● **Prompt**
In the civic engagement piece below, could you give the part that opens with "As student affairs" and closes with "election days, etcetera." again, swapping "democracy" for "republic"?

On President’s Day, a Pause for Civic Engagement

Did you know, the President’s Day holiday is actually called “Washington’s Birthday” occurring on the third Monday in February, to honor the first American president, George Washington. The date for the annual federal holiday was established by Congress with the Monday Holidays Act, which went into effect in 1971. While many will chose to see the federal holiday as an extra day off or possibly a day to get a deal on the purchase of a new car or other retail items, I would challenge you to see this as an occasion to revisit our civic duties.

I recognize that in trying times it may be hard to appreciate the systems that are country is run by and to take pause to recognize the leaders that have setup the way our country runs. However, I would challenge each and every one of us to take a moment of pause to reflect on the freedoms that have been afforded to us and how we can be active participants in shaping our country.

As student affairs practitioners and active citizens we have the ability to be equal partners in shaping our democracy; better yet, in shaping the democracy we want not just the one we have. We have the civil capacities to provide voice in our political structures. We can exercise our right to vote in national, state, and local elections. We can also be good stewards of our democracy by encouraging our students, colleagues, and neighbors to vote themselves. Furthermore, we can be active in our communities by contributing to the conversations and actions that remove the barriers that inhibits other persons from being able to exercise their voice, their right to vote; voter ID laws, gerrymandering, long waits on election days, etcetera.

On this day, you may be asking yourself, but how can I make a difference? What action can I take today?

Here’s a few thoughts on how you can make a difference today:

  • Call your local and state representatives and ask them about voter rights in your state. Ask them what they are doing to limit voter ID law restrictions or what their thoughts are on the Automatic Voter Registration Act.
  • Learn about our past in an effort to shape our tomorrow. Read about the lives and legacies of our Presidents.

● **Dataset records**
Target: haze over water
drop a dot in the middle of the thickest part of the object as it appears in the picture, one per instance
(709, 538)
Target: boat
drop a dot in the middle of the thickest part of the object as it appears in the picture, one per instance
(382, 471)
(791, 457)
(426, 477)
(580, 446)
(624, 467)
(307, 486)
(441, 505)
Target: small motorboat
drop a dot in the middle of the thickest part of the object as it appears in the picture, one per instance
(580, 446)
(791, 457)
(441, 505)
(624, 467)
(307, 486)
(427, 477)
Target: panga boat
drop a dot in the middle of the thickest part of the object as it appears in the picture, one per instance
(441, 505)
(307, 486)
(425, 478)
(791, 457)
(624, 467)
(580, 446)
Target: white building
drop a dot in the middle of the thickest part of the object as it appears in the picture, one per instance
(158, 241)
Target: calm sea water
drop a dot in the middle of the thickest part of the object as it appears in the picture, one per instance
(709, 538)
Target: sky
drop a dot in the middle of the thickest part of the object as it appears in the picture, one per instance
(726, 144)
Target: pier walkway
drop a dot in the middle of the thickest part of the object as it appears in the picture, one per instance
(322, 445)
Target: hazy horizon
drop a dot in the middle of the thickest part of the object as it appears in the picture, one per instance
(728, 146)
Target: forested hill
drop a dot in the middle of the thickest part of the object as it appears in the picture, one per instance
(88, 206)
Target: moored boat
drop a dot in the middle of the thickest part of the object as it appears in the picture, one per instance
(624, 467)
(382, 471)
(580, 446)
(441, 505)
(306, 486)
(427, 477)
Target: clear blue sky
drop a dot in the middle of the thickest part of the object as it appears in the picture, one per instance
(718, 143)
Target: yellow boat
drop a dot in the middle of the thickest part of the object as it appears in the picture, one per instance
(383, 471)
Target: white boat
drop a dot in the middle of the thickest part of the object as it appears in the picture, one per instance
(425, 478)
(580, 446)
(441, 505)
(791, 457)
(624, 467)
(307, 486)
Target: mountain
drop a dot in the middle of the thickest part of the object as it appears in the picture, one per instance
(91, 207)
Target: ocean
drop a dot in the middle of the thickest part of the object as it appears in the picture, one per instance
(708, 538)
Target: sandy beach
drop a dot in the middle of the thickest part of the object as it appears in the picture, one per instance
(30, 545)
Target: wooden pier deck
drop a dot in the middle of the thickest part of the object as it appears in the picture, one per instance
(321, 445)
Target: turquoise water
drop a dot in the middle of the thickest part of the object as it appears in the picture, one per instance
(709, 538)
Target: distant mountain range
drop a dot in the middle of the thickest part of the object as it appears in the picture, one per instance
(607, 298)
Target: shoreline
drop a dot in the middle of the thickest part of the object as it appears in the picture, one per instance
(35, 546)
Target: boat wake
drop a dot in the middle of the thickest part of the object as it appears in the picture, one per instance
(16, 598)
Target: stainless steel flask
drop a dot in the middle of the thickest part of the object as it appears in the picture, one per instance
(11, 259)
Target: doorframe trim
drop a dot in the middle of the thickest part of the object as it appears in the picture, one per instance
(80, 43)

--

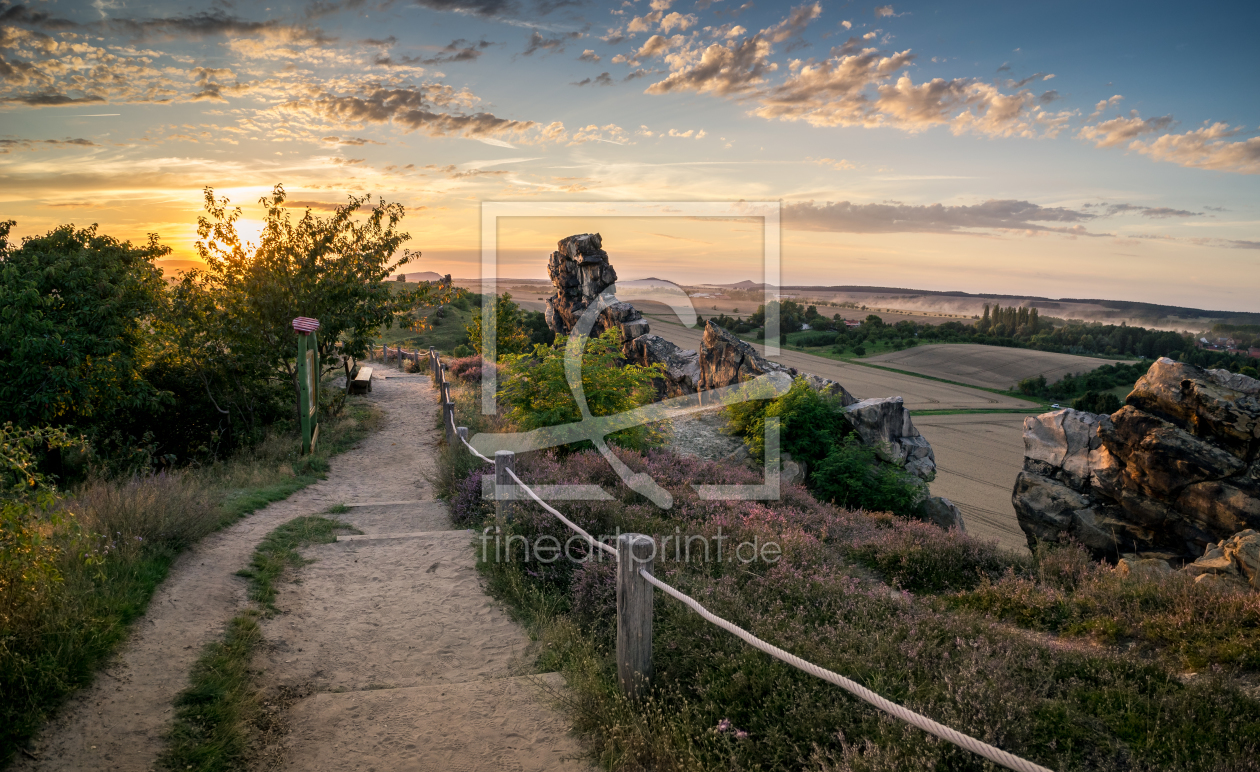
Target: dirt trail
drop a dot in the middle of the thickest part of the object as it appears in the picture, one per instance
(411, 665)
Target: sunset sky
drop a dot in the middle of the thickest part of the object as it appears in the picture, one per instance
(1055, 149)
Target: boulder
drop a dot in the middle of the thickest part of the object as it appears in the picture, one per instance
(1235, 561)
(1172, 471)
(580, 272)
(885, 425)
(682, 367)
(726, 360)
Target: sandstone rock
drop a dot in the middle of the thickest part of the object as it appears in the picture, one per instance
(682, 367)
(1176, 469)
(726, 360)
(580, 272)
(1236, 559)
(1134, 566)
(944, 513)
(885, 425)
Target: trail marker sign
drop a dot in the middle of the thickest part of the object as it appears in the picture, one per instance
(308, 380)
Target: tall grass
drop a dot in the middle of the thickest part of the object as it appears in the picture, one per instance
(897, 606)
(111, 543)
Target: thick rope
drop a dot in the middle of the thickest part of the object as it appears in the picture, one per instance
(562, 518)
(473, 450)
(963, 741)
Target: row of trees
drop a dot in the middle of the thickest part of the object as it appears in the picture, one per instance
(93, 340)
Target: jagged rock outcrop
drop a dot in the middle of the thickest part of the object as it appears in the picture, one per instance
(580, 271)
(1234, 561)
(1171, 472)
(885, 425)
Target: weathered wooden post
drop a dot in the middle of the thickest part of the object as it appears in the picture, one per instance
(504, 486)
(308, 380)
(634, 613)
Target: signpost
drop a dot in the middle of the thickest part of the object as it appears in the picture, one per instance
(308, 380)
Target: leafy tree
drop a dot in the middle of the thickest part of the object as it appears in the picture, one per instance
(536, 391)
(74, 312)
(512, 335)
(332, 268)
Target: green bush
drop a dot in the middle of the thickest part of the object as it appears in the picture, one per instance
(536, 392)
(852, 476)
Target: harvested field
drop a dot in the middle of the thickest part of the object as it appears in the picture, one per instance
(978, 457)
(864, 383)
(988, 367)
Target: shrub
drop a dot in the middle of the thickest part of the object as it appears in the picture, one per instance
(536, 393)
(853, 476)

● **Output below**
As student affairs practitioners and active citizens we have the ability to be equal partners in shaping our republic; better yet, in shaping the republic we want not just the one we have. We have the civil capacities to provide voice in our political structures. We can exercise our right to vote in national, state, and local elections. We can also be good stewards of our republic by encouraging our students, colleagues, and neighbors to vote themselves. Furthermore, we can be active in our communities by contributing to the conversations and actions that remove the barriers that inhibits other persons from being able to exercise their voice, their right to vote; voter ID laws, gerrymandering, long waits on election days, etcetera.